▶ **Task instructions**
Copy word for word the portion of the blog post on teff that begins with the words "This is the" and ends after the words "corn as well.".

▶ **Document segment**
* * *
Great Grains: Teff -- The Jury's Still Out

This is the sixth post in the series “Great Grains," highlighting unusual whole grains and easy ways to incorporate them into your diet. Check out posts on barley, bulgur, millet, rye, and corn as well.

As a food blogger, I sometimes feel like I should only write about my kitchen success stories. But let’s be honest. As much as I pretend to know what I’m doing in the kitchen, at least one out of every four dishes I make would earn a C- and Needs Improvement. It’s way easier to leave out my “why on Earth would anyone eat this @*#& !?!?!?” moments and write only about the triumphs that say “Ta-Dah! Would you look at this gourmet creation I threw together with my eyes closed!”


In my plight to make this year all about whole grains, I’ve shared some kitchen success stories. Barley now ranks up with spaghetti and meatballs as one of my favorite comfort foods of all-time. But I’ve also had some not-so-promising run-ins with whole grains this year. Teff was definitely one of those not-so-promising ones.
* * *
▶ **Data provided**
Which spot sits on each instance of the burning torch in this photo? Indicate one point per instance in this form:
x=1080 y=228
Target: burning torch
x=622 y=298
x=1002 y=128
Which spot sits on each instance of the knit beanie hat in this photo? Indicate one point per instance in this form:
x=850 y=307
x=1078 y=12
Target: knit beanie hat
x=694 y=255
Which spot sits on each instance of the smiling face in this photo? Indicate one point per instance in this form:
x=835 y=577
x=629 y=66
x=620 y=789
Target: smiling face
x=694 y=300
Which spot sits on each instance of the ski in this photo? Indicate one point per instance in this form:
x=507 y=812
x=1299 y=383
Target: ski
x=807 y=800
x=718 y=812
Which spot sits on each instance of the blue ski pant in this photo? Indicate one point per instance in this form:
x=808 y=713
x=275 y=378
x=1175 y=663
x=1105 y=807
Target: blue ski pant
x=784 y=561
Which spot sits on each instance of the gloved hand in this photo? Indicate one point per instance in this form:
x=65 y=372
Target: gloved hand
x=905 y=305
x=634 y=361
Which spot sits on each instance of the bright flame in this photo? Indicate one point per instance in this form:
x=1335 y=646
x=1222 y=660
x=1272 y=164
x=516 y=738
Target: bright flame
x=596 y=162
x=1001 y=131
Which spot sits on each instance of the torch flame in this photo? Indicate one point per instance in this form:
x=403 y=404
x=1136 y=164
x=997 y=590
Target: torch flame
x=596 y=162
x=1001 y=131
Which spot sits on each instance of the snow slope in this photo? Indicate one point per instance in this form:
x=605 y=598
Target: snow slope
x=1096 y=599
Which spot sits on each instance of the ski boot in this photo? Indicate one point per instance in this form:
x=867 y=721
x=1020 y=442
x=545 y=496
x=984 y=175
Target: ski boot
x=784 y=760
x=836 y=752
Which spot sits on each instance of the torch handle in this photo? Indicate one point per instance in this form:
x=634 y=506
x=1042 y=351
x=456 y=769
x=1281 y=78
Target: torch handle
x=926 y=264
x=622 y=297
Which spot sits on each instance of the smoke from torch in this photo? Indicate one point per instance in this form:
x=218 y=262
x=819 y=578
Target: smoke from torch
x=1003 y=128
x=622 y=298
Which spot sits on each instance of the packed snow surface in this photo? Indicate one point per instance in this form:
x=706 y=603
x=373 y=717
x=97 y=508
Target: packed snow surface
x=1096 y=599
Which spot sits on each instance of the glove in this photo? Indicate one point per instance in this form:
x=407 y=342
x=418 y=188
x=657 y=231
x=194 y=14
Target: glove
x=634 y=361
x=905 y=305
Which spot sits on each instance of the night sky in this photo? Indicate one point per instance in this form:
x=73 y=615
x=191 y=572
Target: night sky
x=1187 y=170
* * *
▶ **Worked solution**
This is the sixth post in the series “Great Grains," highlighting unusual whole grains and easy ways to incorporate them into your diet. Check out posts on barley, bulgur, millet, rye, and corn as well.